◆ **Your instructions**
Lines from the top of the entries through the line that has "the baseboard trim." must be duplicated exactly, and no others.

◆ **Exercise materials**

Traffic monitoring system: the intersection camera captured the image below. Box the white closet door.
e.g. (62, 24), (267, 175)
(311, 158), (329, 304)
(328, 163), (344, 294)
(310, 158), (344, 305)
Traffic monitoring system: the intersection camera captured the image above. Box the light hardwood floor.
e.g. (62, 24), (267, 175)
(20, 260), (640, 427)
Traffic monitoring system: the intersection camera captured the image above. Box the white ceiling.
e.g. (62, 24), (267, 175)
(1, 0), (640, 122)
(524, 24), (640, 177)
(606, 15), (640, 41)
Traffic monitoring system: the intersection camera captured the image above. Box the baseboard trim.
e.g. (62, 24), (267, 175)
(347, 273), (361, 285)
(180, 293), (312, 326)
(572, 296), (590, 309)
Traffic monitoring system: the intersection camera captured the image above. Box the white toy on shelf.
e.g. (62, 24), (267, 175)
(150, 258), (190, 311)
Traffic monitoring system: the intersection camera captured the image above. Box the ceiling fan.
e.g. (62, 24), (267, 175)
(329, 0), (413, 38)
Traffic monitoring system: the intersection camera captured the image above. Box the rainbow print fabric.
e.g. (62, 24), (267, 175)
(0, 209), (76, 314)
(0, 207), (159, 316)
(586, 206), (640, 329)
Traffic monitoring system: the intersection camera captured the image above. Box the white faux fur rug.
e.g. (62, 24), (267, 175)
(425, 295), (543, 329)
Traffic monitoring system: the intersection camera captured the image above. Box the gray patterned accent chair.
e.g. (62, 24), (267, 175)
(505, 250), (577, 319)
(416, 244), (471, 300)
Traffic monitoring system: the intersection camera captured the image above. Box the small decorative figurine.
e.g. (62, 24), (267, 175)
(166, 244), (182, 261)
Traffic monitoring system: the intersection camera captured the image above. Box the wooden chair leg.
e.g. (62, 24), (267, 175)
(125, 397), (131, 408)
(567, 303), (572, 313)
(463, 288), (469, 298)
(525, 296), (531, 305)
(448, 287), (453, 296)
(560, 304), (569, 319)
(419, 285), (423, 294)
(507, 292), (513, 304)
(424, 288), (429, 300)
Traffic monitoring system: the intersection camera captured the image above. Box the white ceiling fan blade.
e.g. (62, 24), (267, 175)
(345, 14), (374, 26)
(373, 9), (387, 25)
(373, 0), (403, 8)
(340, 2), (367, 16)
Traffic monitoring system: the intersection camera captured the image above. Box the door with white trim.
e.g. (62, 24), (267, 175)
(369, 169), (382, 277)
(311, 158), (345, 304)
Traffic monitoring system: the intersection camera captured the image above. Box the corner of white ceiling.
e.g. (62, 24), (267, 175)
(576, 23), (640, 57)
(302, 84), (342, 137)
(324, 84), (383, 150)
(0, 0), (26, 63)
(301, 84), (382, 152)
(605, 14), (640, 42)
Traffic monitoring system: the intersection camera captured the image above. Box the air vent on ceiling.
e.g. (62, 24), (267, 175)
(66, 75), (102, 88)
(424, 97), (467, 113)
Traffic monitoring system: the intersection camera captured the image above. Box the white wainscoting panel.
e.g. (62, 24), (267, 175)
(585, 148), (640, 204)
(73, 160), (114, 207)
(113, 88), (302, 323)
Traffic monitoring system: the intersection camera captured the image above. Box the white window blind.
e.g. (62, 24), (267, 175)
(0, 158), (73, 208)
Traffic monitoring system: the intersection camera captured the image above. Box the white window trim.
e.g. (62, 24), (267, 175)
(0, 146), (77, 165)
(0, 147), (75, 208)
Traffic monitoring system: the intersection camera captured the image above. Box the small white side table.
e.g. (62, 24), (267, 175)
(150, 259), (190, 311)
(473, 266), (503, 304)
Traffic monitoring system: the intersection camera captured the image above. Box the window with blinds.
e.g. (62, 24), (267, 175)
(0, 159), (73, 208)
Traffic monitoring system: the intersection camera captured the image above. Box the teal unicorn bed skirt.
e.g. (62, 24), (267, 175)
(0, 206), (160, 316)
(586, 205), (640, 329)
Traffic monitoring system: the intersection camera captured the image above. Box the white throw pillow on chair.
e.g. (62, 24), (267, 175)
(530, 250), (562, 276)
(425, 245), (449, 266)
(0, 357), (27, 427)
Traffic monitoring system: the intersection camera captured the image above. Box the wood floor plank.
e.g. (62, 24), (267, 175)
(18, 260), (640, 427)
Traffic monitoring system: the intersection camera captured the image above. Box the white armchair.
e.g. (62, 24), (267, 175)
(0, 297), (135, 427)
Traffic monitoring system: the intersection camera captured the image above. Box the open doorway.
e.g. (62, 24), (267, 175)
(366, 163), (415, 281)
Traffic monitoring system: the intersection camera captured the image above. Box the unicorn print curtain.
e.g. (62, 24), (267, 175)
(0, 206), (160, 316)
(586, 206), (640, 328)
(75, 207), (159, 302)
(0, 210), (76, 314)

◆ **Reply**
Traffic monitoring system: the intersection camera captured the image below. Box the white closet door.
e.g. (62, 24), (267, 175)
(311, 158), (329, 304)
(328, 163), (344, 294)
(310, 158), (344, 305)
Traffic monitoring system: the intersection camera captured the image above. Box the light hardwood floor.
e.g. (62, 24), (267, 175)
(20, 260), (640, 427)
Traffic monitoring system: the intersection camera captured the image above. Box the white ceiling.
e.g. (62, 24), (267, 175)
(1, 0), (640, 122)
(524, 24), (640, 177)
(606, 15), (640, 41)
Traffic monitoring system: the intersection camera captured the image above. Box the baseboard trim.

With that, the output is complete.